### Records to use
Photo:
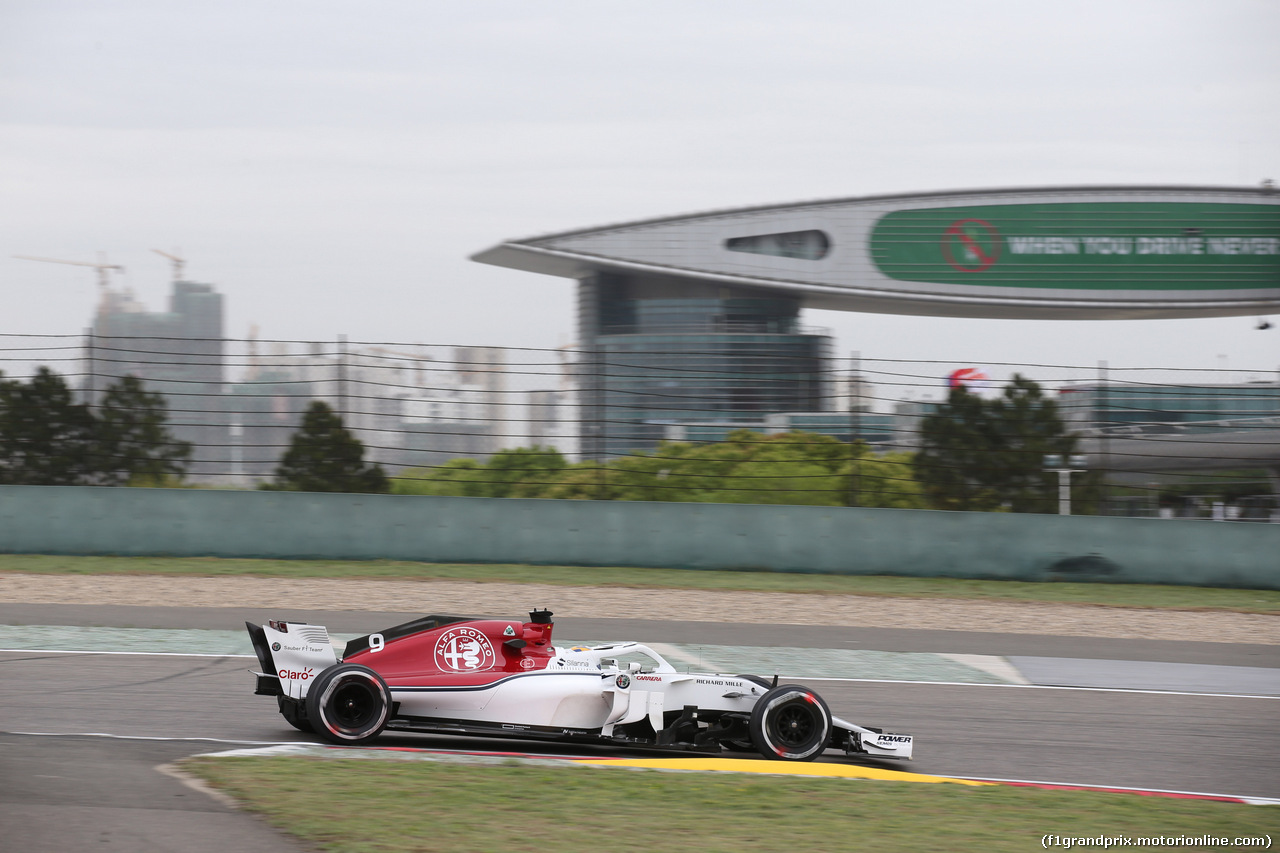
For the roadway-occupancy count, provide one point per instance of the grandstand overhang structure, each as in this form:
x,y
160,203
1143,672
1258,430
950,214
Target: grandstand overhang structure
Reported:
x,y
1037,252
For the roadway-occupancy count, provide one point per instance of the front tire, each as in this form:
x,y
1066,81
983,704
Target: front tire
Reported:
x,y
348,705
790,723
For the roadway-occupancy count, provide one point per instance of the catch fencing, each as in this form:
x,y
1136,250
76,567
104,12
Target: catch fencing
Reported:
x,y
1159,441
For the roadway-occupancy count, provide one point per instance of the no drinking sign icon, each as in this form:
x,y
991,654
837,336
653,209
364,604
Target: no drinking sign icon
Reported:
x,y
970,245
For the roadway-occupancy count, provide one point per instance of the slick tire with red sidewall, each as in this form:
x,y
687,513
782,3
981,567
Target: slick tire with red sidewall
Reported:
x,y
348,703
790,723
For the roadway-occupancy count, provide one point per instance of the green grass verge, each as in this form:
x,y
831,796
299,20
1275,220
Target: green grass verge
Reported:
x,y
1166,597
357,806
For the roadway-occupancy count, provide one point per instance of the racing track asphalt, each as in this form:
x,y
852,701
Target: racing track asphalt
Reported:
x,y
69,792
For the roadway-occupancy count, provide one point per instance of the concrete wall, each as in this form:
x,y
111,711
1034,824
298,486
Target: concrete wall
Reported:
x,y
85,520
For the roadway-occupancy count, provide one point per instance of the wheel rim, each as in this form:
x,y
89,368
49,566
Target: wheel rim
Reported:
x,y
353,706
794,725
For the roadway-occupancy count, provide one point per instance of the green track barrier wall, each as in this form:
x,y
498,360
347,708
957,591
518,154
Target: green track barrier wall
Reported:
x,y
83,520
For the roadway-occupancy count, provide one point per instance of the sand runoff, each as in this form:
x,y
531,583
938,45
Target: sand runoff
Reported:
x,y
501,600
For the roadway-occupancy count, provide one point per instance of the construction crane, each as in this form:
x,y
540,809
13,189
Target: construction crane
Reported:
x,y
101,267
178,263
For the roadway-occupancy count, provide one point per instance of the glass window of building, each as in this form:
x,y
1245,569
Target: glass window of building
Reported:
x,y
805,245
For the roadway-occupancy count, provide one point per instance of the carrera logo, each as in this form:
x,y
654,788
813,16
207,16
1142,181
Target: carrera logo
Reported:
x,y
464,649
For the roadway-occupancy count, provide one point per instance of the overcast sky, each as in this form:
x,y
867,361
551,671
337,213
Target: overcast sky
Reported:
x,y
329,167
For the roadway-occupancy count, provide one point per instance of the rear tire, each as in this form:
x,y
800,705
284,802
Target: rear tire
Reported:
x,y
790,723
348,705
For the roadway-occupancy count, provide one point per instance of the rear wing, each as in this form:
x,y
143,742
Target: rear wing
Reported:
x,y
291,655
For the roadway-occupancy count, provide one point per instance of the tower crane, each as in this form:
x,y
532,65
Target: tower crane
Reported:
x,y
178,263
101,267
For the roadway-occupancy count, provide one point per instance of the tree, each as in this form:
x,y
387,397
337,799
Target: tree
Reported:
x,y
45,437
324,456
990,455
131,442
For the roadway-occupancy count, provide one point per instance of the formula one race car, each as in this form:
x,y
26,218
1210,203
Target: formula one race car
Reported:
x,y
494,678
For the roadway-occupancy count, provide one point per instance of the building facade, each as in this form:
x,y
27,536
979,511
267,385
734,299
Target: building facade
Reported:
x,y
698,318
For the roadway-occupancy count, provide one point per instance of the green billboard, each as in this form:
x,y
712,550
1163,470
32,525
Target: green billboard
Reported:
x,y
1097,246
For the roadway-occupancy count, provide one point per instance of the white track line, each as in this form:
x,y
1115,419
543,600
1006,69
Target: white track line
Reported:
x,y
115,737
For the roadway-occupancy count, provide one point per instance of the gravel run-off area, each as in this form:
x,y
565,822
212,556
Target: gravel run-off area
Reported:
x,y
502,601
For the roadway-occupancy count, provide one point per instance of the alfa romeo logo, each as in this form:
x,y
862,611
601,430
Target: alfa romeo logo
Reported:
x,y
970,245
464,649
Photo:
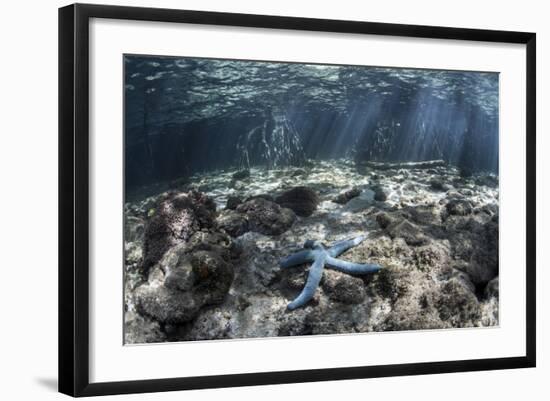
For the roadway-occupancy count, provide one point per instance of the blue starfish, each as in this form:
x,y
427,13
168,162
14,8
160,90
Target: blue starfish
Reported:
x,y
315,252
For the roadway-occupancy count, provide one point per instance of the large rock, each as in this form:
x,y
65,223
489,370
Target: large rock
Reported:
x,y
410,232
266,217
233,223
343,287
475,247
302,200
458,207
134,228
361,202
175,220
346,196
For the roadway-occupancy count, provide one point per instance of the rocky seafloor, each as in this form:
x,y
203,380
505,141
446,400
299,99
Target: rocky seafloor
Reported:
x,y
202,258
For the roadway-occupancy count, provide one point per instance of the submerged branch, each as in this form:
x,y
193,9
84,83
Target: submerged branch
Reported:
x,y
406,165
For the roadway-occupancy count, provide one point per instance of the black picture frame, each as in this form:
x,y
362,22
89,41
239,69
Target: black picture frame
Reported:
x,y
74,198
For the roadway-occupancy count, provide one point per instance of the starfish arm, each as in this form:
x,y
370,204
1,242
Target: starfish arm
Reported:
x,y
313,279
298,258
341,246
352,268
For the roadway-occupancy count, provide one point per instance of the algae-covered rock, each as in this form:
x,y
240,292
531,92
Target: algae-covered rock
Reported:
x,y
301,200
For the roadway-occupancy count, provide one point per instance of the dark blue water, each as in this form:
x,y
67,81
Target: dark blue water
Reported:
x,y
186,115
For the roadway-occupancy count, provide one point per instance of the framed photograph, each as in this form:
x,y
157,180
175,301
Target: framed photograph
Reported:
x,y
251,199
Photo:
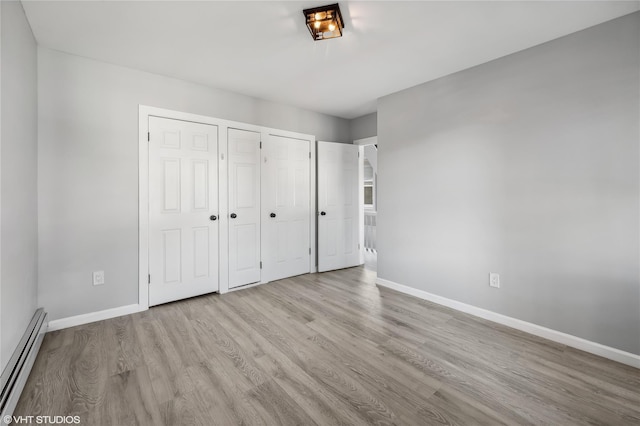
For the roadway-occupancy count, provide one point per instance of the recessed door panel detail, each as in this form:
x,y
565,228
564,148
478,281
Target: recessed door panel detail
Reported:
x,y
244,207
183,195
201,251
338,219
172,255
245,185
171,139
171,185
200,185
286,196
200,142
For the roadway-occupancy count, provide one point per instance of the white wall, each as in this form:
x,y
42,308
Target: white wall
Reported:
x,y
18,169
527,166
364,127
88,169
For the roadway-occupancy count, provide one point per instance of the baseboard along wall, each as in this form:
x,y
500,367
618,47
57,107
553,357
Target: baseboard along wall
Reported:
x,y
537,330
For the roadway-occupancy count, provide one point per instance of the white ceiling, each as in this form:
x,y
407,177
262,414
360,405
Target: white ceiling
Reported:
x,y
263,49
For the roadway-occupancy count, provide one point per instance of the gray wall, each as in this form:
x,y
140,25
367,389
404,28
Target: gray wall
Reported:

### What to work on
Quote the entries above word for word. Leave the images out.

### Solution below
Photo:
For the roadway-occupancy count, provide one point per instance of the grandstand overhang structure, each as in this form:
x,y
160,203
1143,672
1258,430
950,214
Target: grandstand overhang structure
Reported:
x,y
1037,252
For the roadway-occupancy count, provide one point per instance of the front tire, each as in this form:
x,y
1066,81
983,704
Target: front tire
Reported:
x,y
348,705
790,723
For the roadway-occupancy count, provide one point per instance of the catch fencing, each as in this form:
x,y
1136,250
76,567
104,12
Target: catch fencing
Reported:
x,y
1159,441
For the roadway-occupancy count, provide one point per instance of the no drinking sign icon, each as in this form:
x,y
991,654
837,336
653,209
364,604
Target: no drinking sign icon
Reported:
x,y
970,245
For the roadway-occupancy count, provide one point per instance of the slick tire with red sidewall, each as in this form:
x,y
687,513
782,3
981,567
Target: slick tire with red sidewall
Reported:
x,y
348,703
790,723
For the roadway-occupancy count, provide one point per instance of the green grass verge, each as in this form:
x,y
831,796
299,20
1275,220
Target: green grass verge
Reported:
x,y
1166,597
357,806
For the roadway-occupancy count, provide one point per instance of the racing track asphalt, each as in this form:
x,y
852,701
Target: racing track asphalt
Reported:
x,y
69,792
For the roadway-occupancy count, provide one point per instance of the concrete wall, each as in this form:
x,y
111,711
1034,824
298,486
Target: concrete wall
Reported:
x,y
85,520
For the roadway-occupancy count, provide one point per instance of the wheel rim, each as in this form:
x,y
89,368
49,566
Target: wheel rim
Reported:
x,y
353,706
794,725
For the roadway-occupancy count, provide one point per instance of the green track barrier wall, each as in this form:
x,y
498,360
347,708
957,591
518,154
Target: green track barrier wall
Reported:
x,y
83,520
For the roadway-occupancy count, provide one point per instance of the sand runoff, each as in this form:
x,y
531,583
938,45
Target: sand runoff
Reported:
x,y
501,600
For the roadway-occupancy count, provide one point per instance of the construction crane, each as in this form:
x,y
540,809
13,189
Target: construction crane
Reported:
x,y
101,267
178,263
For the roadway-occupancy count, provide one point per instance of the glass window of building, each as in this form:
x,y
1245,569
Target: glass window of building
Reported:
x,y
805,245
For the roadway-occupancy count, provide one point per instance of the carrera logo, each as in this form:
x,y
654,788
813,16
207,16
1142,181
Target: carrera logo
Reported:
x,y
464,649
For the roadway-occupancy count, provide one point per instance of the overcast sky, each as in this form:
x,y
867,361
551,671
337,213
Target: overcast sky
Reported:
x,y
329,167
For the roadway-occupancy count, provide one point per instance of the rear tire, each as in this form:
x,y
800,705
284,802
Target: rear tire
Reported:
x,y
790,723
348,705
For the roadway-occupancy count, provide one point per instance of the rear wing, each as in this form:
x,y
143,742
Target: rear wing
Reported:
x,y
291,655
For the roadway-occupancy count, provide one point per instance of the tower crane, each as in this form:
x,y
532,65
Target: tower crane
Reported:
x,y
178,263
101,267
For the roadway-occupancy count, provide one point per instance of the tree, each as in this form:
x,y
387,397
337,799
Target: tree
Reported:
x,y
45,437
324,456
990,455
131,442
For the roadway-occupancy count, provide one point per instance of the formula one race car, each as in this form:
x,y
26,218
1210,203
Target: formula one race car
Reported:
x,y
494,678
For the roadway-occupancy count, provide one point per instance of the building facade, each as in this form:
x,y
27,536
979,511
267,385
734,299
Target: building facade
Reported:
x,y
698,318
For the roadway-occupancy count, provide one point per instance of the green billboard, each as in this form:
x,y
712,550
1163,470
32,525
Target: green billboard
Reported:
x,y
1097,246
For the roadway-occupancy count, provide one point per instance of the white track line, each as in this form:
x,y
1115,419
543,600
1006,69
Target: white track line
Reported:
x,y
115,737
For the roadway-occupancy count, provide one point per instance of the gravel run-off area, each as in this form:
x,y
565,822
212,556
Target: gravel run-off area
Reported:
x,y
502,601
For the roadway-occupancy count, provide one point per instance of the alfa romeo logo, each as in this form:
x,y
862,611
601,430
Target: alfa romeo logo
Reported:
x,y
970,245
464,649
Photo:
For the roadway-occupancy count, provide one point per instance of the blue starfish, each as in this form:
x,y
427,13
168,162
14,8
160,90
Target: blue starfish
Reported:
x,y
315,252
For the roadway-occupancy count, provide one point per instance of the large rock, each as in this form:
x,y
65,223
489,370
Target: large rock
Reported:
x,y
410,232
266,217
233,223
343,287
475,247
302,200
458,207
134,228
361,202
175,220
346,196
For the roadway-occupancy count, provide one point per instance of the rocky seafloor, each as in this form:
x,y
203,380
505,141
446,400
299,99
Target: rocky seafloor
Reported:
x,y
202,258
For the roadway-occupancy count, provide one point per instance of the submerged branch, each as in this form:
x,y
193,9
84,83
Target: submerged branch
Reported:
x,y
406,165
For the roadway-occupancy count, provide one point per instance of the black picture frame, each as in this form:
x,y
362,22
89,41
239,69
Target: black picture frame
Reported:
x,y
74,198
For the roadway-occupancy count, provide one point per instance of the starfish arm, each as in this form:
x,y
370,204
1,242
Target: starfish arm
Reported:
x,y
313,279
298,258
341,246
352,268
For the roadway-occupancy count, provide one point per instance of the algae-covered rock, each as in this form:
x,y
240,292
531,92
Target: algae-covered rock
Reported:
x,y
301,200
For the roadway-occupancy count, provide one point per instance of the dark blue water, each as in this form:
x,y
67,81
Target: dark blue water
Reported:
x,y
186,115
For the roadway-occupancy count, provide one point per instance of the framed photograph, each as in this form:
x,y
157,180
175,301
Target: framed photograph
Reported:
x,y
251,199
Photo:
For the roadway-occupancy count, provide one point per instance of the recessed door panel detail, each as in this form:
x,y
565,228
564,148
478,281
Target: recessed door panel detail
Reported:
x,y
244,207
183,195
201,251
338,219
172,255
245,185
171,139
171,185
200,185
286,196
200,142
For the roadway-occupancy count, provide one point per instance of the white wall, each as in this form:
x,y
42,308
Target: white wall
Reported:
x,y
18,169
527,166
364,127
88,169
For the roadway-occupancy count, provide one point per instance of the baseboard along wall, each as in this form:
x,y
500,367
618,47
57,107
553,357
Target: baseboard along wall
Reported:
x,y
537,330
For the roadway-occupancy count, provide one point per instance of the white ceiling, each as in this form:
x,y
407,177
262,414
360,405
Target: white ceiling
Reported:
x,y
263,49
For the roadway-occupancy count, provide one point per instance of the gray wall, each as in this form:
x,y
140,25
367,389
404,28
Target: gray wall
Reported:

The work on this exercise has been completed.